### EXERCISE MATERIALS:

*-*-*

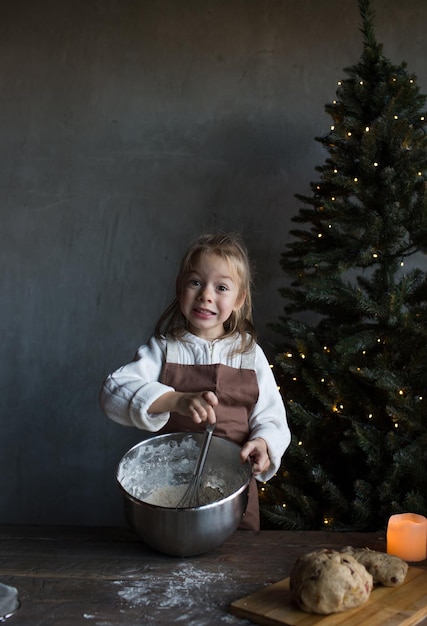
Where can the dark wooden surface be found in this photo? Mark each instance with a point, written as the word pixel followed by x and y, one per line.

*-*-*

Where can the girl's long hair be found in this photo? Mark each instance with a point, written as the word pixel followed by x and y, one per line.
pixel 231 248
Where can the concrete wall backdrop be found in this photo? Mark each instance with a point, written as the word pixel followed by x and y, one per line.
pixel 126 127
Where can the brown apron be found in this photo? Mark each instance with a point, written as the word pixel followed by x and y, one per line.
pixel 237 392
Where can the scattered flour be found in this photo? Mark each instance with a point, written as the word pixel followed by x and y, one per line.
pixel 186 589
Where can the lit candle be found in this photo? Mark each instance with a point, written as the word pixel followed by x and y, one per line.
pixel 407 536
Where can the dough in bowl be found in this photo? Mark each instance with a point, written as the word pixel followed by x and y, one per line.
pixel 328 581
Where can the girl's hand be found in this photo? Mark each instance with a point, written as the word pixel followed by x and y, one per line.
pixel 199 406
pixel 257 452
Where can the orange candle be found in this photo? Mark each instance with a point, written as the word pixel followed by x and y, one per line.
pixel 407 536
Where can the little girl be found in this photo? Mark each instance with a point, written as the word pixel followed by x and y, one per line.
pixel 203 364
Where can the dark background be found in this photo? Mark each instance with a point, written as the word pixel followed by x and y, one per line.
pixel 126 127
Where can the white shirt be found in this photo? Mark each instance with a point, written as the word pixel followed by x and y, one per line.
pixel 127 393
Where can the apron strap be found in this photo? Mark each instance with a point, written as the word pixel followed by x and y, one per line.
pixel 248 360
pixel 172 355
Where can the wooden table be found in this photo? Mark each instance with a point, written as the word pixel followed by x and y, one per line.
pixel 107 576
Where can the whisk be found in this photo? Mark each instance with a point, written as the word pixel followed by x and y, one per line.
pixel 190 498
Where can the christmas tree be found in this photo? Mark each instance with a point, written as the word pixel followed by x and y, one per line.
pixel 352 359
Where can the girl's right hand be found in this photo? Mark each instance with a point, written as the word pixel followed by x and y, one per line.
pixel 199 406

*-*-*

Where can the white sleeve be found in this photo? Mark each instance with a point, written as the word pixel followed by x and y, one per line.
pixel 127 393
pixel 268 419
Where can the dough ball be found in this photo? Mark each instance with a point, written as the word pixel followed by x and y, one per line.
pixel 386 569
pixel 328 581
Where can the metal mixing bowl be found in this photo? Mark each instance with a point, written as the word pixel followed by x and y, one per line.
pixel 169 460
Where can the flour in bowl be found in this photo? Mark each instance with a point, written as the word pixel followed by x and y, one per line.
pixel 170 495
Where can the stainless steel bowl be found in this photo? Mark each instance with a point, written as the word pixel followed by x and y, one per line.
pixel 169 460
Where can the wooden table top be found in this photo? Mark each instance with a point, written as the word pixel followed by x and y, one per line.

*-*-*

### WHAT TO WORK ON:
Look back at the entries above and repeat, unchanged, every line from the line holding "Where can the dough ball" through the line holding "Where can the wooden table top".

### ANSWER BOX:
Where can the dough ball be found in this photo? Mark each instance with a point, written as the word pixel followed by x and y, one per line.
pixel 386 569
pixel 328 581
Where can the metal mixing bowl be found in this photo? Mark each instance with a point, written as the word pixel followed by x and y, one per line.
pixel 169 460
Where can the flour in bowl be found in this photo? Mark each instance with a point, written as the word pixel followed by x and y, one per line.
pixel 170 495
Where can the stainless steel bowl be found in this photo? Mark each instance with a point, written as the word pixel followed by x and y, one per line.
pixel 169 460
Where can the wooden table top be found in this photo? Mark each instance with a point, written as the word pixel followed by x and y, one per line.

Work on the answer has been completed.